Object position labeling entries:
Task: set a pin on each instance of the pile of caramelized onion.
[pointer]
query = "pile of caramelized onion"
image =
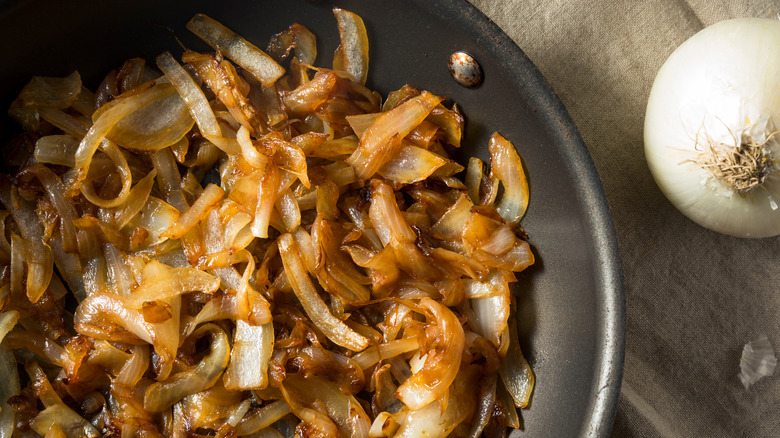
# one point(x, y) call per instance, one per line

### Short task
Recast the items above as a JSON list of strings with one string per line. Skip blank lines and leave the pictures out.

### Solution for this task
[
  "Task: set a pin on each instance of the pile of caramelized onion.",
  "[pointer]",
  "query = \"pile of caramelized onion\"",
  "image =",
  "# one point(x, y) call per instance, one per line"
]